Text section –
★ ★ ★ ★ ★

COVID-19 Spreading, Island Curfews: Welcome to Greece

With fears COVID-19 is resurging fast because of defiance of health measures and tourists bringing the virus with them, Greece will impose more restrictions – including curfews on three islands while promoting a safe vacation destination.

Tourism professionals said the Greek National Tourism Organization’s (GNTO) miscalculated with its expensive campaign on international media and social media touting the country's record in dealing with the virus, said Kathimerini.

At the time it began it seemed like a safe bet with the New Democracy government credited with holding down the number of cases and deaths with an early lockdown March 23 before a single fatality.

That was gradually lifted week-by-week starting May 4 but before long Greeks began ignoring or defying requirements to wear masks in public places and stay at least 1.5 meters (4.92 feet) apart and partying, seeing COVID-19 come back.

Visitors also must go through a big rigamarole of tests, codes sent to their mobile phones and other procedures before being allowed into the country to hold down the spread of COVID-19, too cumbersome for most who opted out.

★ ★ ★ ★ ★

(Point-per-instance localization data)

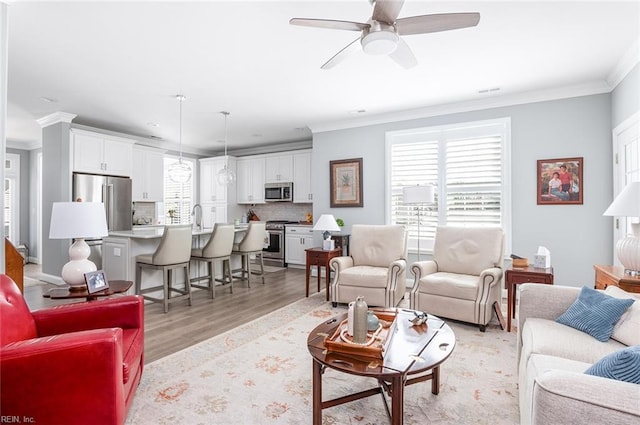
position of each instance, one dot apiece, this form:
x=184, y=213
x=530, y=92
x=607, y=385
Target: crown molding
x=56, y=118
x=625, y=65
x=596, y=87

★ ★ ★ ★ ★

Reproduce the passage of the Greece COVID-19 article starting at "Tourism professionals said" and ending at "COVID-19 come back.". The records were drawn from a separate source.

Tourism professionals said the Greek National Tourism Organization’s (GNTO) miscalculated with its expensive campaign on international media and social media touting the country's record in dealing with the virus, said Kathimerini.

At the time it began it seemed like a safe bet with the New Democracy government credited with holding down the number of cases and deaths with an early lockdown March 23 before a single fatality.

That was gradually lifted week-by-week starting May 4 but before long Greeks began ignoring or defying requirements to wear masks in public places and stay at least 1.5 meters (4.92 feet) apart and partying, seeing COVID-19 come back.